Crohn’s & Colitis Foundation receives $3 million donation to advance precision medicine in IBD
Published: September 14, 2021
New York, NY -- The Crohn’s & Colitis Foundation (the Foundation) announced today that it received a $3 million donation from Jonathan D. Rose, MD, PhD, to support two major Foundation research programs: IBD-SIRQC, a national, prospective surgical cohort, and the Jonathan D. Rose, MD, PhD Pathology in Precision Medicine Research Collaborative. An important, shared goal of these two research initiatives is to ultimately design personalized approaches to treating Crohn’s disease (CD) and ulcerative colitis (UC)–specifically through a better understanding of the pathology of inflammatory bowel disease (IBD).
“We are appreciative of Dr. Rose’s support in helping us advance this area of important research. With so many patients requiring surgery during their disease journey, it’s important that we focus research toward finding new and better treatments and improving patient quality of life,” said Michael Osso, President & CEO of the Crohn’s & Colitis Foundation.
In addition to causing urgent diarrhea, rectal bleeding, debilitating abdominal pain, and weight loss, Crohn’s disease and ulcerative colitis can cause serious complications, such as fibrosis, fistulas, and bowel obstructions. These complications typically require surgical intervention, and approximately 70% of CD patients and 30% of UC patients will undergo at least one, and often two or more, surgeries during their lifetime.

Record extracts:
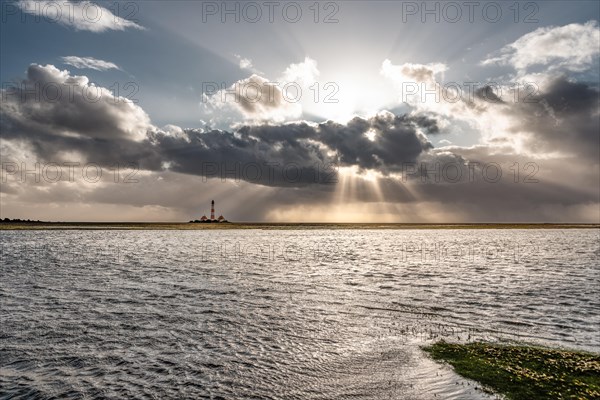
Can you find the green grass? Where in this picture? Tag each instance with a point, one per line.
(524, 372)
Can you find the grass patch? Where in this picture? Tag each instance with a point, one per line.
(524, 372)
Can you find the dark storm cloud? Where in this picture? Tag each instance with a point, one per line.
(297, 153)
(57, 114)
(565, 118)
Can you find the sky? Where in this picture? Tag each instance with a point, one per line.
(333, 111)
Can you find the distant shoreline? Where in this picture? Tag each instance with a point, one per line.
(276, 226)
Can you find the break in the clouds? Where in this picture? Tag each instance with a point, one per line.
(257, 100)
(376, 154)
(573, 46)
(79, 15)
(89, 62)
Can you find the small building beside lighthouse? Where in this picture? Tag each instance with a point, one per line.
(212, 218)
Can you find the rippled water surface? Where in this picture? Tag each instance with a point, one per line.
(285, 314)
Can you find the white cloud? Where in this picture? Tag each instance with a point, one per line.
(56, 103)
(89, 62)
(304, 73)
(80, 15)
(256, 99)
(407, 72)
(574, 47)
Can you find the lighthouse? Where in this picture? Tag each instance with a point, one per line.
(212, 216)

Tasks:
1. In two sentences, what does the donation announcement say?
2. Could you write the next part of the donation announcement, picking up after its final sentence?
The items come from a different source than the donation announcement.

Answers by item:
1. The Crohn's & Colitis Foundation announced a $3 million donation from Jonathan D. Rose, MD, PhD, to support IBD-SIRQC and the Jonathan D. Rose, MD, PhD Pathology in Precision Medicine Research Collaborative. These programs share the goal of designing personalized treatments for Crohn's disease and ulcerative colitis through a better understanding of IBD pathology, and the need is significant because complications like fibrosis, fistulas, and bowel obstructions typically require surgery for about 70% of Crohn's patients and 30% of ulcerative colitis patients.

2.
IBD-SIRQC, a first-of-its-kind research cohort will unite researchers across the country to advance the scientific understanding of the impact of surgery on patient outcomes, accelerate surgical Crohn’s disease and ulcerative colitis research, and define the natural history and pathological mechanisms of these complex diseases. Despite surgery being so common, only a few studies, to date, have examined the longitudinal nature of the surgical treatment of Crohn’s disease and ulcerative colitis. Data regarding outcomes in patients who undergo surgery over time will provide unique insights into the pathology of these diseases.
The Jonathan D. Rose, MD, PhD Pathology in Precision Medicine Research Collaborative will address the challenge of developing human-disease-relevant experimental systems, with the ultimate aim of advancing the testing and development of potential new therapeutics for Crohn’s disease and ulcerative colitis.
“We believe outcomes from this collaboration will help accelerate science exploring the pathology of Crohn’s disease and ulcerative colitis, helping answer the most critical questions for our community: What causes disease? And how can it be diagnosed, treated, prevented, and cured?” said Osso.
Specifically, through the collaboration, the Foundation will support the research of Cedars-Sinai doctors. Stephan Targan, MD—the Feintech Family Chair in Inflammatory Bowel Disease and director of the F. Widjaja Foundation Inflammatory Bowel and Immunobiology Research Institute and Robert Barrett, PhD, assistant professor of Medicine, to better understand the biology of fibrosis – the build-up of scar tissue which leads to thickening of the intestinal wall and narrowing of the intestinal tract. Strictures can cause life-threatening obstruction of the gastrointestinal tract, dramatically affecting a patient’s quality of life and nearly always requiring surgery.
“We are excited that the generous support from the Crohn’s & Colitis Foundation and Dr. Rose will help advance Cedars-Sinai’s leading-edge research and ultimately help significantly improve the lives of IBD patients,” said Dr. Targan.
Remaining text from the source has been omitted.